■ **Selection**:

--- Start ---

Stimmelopolis by Eric Stimmel

tolerance

Monday, January 31, 2005

when you find the perfect quote or song you are very lucky indeed… it isn’t hard to find something that is nearly what you are looking for, but exactly… that is a true gem. of course, there are ways to approach this precision by accretion [for example, in making a compilation cd you can choose 15 or 20 songs which say many things that when taken together and shared with the right person (from the right person and at the right time - wow…) begin to speak the complexity of feelings and thoughts that are specific to the moment] or by contextual proximity [as, when coupled with shared memories and personal references, a single quote from a movie or from a text may be able to do… it may express something approaching that perfect communication]

i guess you may expect me to impart one of these gems to you here; that would be a good climax and explain why i am thinking about things like this… but i don’t have one to share… i am thinking about this in reference to the work i am doing.

--- End ---

■ **Problem A**: Check three statements against the blog post and mark each yes or no, quoting the words of the post that decide it. (i) It is hard to find something that is nearly what you are looking for. (ii) The author shares one of these gems. (iii) A compilation cd can be made by choosing 15 or 20 songs.
■ **Problem B**: Please answer from the blog post: in reference to what is the author thinking about this?
■ **Problem C**: Reproduce the blog post word for word from "i guess you" to "i am doing.".

■ **Data excerpts**:
--- Start ---

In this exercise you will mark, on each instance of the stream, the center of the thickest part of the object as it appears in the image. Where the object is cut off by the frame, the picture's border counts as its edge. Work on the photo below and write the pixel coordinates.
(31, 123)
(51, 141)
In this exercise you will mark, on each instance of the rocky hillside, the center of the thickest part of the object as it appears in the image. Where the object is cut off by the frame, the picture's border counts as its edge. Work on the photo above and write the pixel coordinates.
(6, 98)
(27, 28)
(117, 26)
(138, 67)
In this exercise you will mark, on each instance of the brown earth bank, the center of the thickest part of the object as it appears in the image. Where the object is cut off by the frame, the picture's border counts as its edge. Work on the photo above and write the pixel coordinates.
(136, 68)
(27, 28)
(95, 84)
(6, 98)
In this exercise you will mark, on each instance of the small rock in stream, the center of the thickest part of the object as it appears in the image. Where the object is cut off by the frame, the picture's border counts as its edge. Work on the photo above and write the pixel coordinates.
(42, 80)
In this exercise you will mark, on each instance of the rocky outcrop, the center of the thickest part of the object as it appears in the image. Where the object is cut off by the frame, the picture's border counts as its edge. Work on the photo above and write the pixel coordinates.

--- End ---

■ **Task output A**:
(i) No: "it isn’t hard to find something that is nearly what you are looking for"
(ii) No: "but i don’t have one to share"
(iii) Yes: "you can choose 15 or 20 songs"

■ **Task output B**: The work the author is doing.

■ **Task output C**:
i guess you may expect me to impart one of these gems to you here; that would be a good climax and explain why i am thinking about things like this… but i don’t have one to share… i am thinking about this in reference to the work i am doing.